327. Count of Range Sum

Given an integer array nums, return the number of range sums that lie in [lower, upper] inclusive.
Range sum S(i, j) is defined as the sum of the elements in nums between indices i and j (i ? j), inclusive.

Note:
A naive algorithm of O(n2) is trivial. You MUST do better than that.

Example:
Given nums = [-2, 5, -1], lower = -2, upper = 2,
Return 3.
The three ranges are : [0, 0], [2, 2], [0, 2] and their respective sums are: -2, -1, 2.

一刷
题解：
方法1: naive
先构造一个sum array,sum[i+1]表示[0,i]的sum, 然后做二维loop, time complexity O(n^2)
注意sum array是long型。避免溢出。

class Solution {
    public int countRangeSum(int[] nums, int lower, int upper) {
        int n = nums.length;
        long[] sums = new long[n+1];
        for(int i=0; i<n; i++){
            sums[i+1] = sums[i] + nums[i];
        }
        int ans = 0;
        for(int i=0; i<n; i++){
            for(int j=i+1; j<=n; j++){
                if(sums[j] - sums[i]>= lower && sums[j] - sums[i]<= upper) ans++;
            }
        }
        return ans;
    }
}

出现超时。

方法2：利用merge sort
对于两列array1, array2
i在array1 中遍历， 然后用两个数在array2j, k中遍历，找到第一个nums[i] + nums[j]>lower, 第一个nums[i] + nums[k]>upper，那么j-k中间的值都满足条件。
i++, j, k继续从刚才停下来的地方继续
注意，我们创建cache数组，保存merge后的值，然后将cache复制给sum

public int countRangeSum(int[] nums, int lower, int upper) {
    int n = nums.length;
    long[] sums = new long[n + 1];
    for (int i = 0; i < n; ++i)
        sums[i + 1] = sums[i] + nums[i];
    return countWhileMergeSort(sums, 0, n + 1, lower, upper);
}

private int countWhileMergeSort(long[] sums, int start, int end, int lower, int upper) {
    if (end - start <= 1) return 0;
    int mid = (start + end) / 2;
    int count = countWhileMergeSort(sums, start, mid, lower, upper) 
              + countWhileMergeSort(sums, mid, end, lower, upper);
    int j = mid, k = mid, t = mid;
    long[] cache = new long[end - start];
    for (int i = start, r = 0; i < mid; ++i, ++r) {
        while (k < end && sums[k] - sums[i] < lower) k++;
        while (j < end && sums[j] - sums[i] <= upper) j++;
        while (t < end && sums[t] < sums[i]) cache[r++] = sums[t++];
        cache[r] = sums[i];
        count += j - k;
    }
    System.arraycopy(cache, 0, sums, start, t - start);
    return count;
}

========

• 任务说明
把原文里以"方法1: naive"开头的那一段改写成简短的要点列表，保留主要信息。

========

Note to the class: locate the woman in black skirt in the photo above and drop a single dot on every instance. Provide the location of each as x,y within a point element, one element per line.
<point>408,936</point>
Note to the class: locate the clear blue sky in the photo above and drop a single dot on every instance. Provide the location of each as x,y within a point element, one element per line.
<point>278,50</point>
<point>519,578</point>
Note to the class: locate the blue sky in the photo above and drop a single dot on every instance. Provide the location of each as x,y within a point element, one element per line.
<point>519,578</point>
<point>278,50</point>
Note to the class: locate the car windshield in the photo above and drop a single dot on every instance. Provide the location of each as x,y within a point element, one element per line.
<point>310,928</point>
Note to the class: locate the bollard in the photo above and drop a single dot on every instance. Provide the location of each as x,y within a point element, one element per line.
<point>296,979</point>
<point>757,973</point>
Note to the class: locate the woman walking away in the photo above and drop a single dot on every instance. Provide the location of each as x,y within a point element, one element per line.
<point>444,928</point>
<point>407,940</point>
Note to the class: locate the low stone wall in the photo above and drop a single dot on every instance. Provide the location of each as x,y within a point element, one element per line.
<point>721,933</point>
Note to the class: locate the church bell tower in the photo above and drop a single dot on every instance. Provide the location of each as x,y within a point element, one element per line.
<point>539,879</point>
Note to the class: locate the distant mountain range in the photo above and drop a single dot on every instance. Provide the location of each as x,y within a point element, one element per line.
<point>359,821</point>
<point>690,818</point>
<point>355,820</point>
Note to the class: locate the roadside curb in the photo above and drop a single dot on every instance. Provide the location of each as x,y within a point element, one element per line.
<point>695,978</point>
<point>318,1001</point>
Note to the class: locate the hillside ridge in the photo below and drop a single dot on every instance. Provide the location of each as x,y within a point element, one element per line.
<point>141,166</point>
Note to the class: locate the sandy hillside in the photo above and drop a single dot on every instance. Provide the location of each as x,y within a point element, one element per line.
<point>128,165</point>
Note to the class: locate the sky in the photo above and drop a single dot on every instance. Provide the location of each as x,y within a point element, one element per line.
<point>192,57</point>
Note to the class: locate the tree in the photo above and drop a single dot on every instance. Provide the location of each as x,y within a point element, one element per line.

========

• 输出
- 先构造前缀和数组 sum，sum[i+1] 表示 [0,i] 的和
- 再用二维循环计算，时间复杂度 O(n^2)
- sum 数组用 long 型，避免溢出